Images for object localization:
........
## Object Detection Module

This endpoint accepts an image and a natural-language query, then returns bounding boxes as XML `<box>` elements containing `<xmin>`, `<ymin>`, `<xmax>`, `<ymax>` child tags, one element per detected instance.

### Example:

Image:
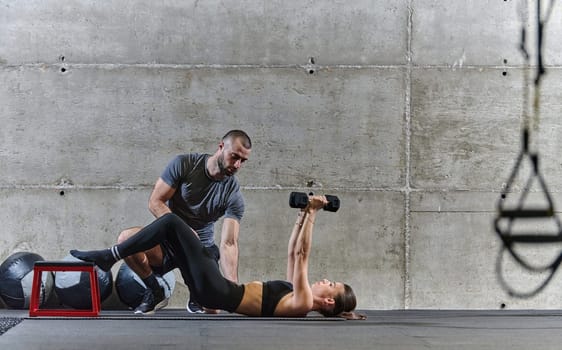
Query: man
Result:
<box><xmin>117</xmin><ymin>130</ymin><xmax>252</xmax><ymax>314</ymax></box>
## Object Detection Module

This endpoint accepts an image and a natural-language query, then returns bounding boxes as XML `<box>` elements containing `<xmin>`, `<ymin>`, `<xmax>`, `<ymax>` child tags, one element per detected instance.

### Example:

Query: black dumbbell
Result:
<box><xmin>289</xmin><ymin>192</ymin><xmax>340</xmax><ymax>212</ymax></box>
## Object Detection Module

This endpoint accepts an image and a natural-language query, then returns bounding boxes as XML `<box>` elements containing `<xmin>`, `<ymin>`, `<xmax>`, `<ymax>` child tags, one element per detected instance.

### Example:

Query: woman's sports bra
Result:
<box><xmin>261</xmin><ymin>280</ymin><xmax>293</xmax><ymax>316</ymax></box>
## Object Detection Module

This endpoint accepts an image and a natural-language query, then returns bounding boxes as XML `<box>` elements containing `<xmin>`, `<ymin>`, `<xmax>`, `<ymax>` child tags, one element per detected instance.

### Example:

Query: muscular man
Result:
........
● **PROBLEM REQUIREMENTS**: Output a verbatim copy of all entries above; no pictures go in it.

● **EXERCISE ANSWER**:
## Object Detection Module

This endpoint accepts an image and a natural-language query, then returns bounding boxes as XML `<box>` elements containing `<xmin>`, `<ymin>`, `<xmax>`, `<ymax>` child tags, one element per detected instance.

### Example:

Image:
Query: man
Result:
<box><xmin>117</xmin><ymin>130</ymin><xmax>252</xmax><ymax>314</ymax></box>
## Object Detection Module

This endpoint accepts an image and a natural-language query, then returns bounding boxes as XML `<box>` elements containing `<xmin>`, `<ymin>`, `<xmax>`, `<ymax>` child tags, one element per detected instance.

### Example:

Query: black dumbbell
Result:
<box><xmin>289</xmin><ymin>192</ymin><xmax>340</xmax><ymax>212</ymax></box>
## Object Detection Module

This endpoint accepts an image and a natural-language query, then returns bounding boxes as XML `<box>` elements containing `<xmin>`, `<ymin>`, `<xmax>`, `<ymax>` child tags, one element per detected instance.

### Example:

Query: woman's sports bra
Result:
<box><xmin>261</xmin><ymin>280</ymin><xmax>293</xmax><ymax>316</ymax></box>
## Object Detection Module

This endpoint accepts an image and a natural-language query, then returns bounding boxes as XML `<box>` elements containing `<xmin>`, `<ymin>`, `<xmax>`, `<ymax>` child tags, one element per detected instance.

### Example:

Query: muscular man
Result:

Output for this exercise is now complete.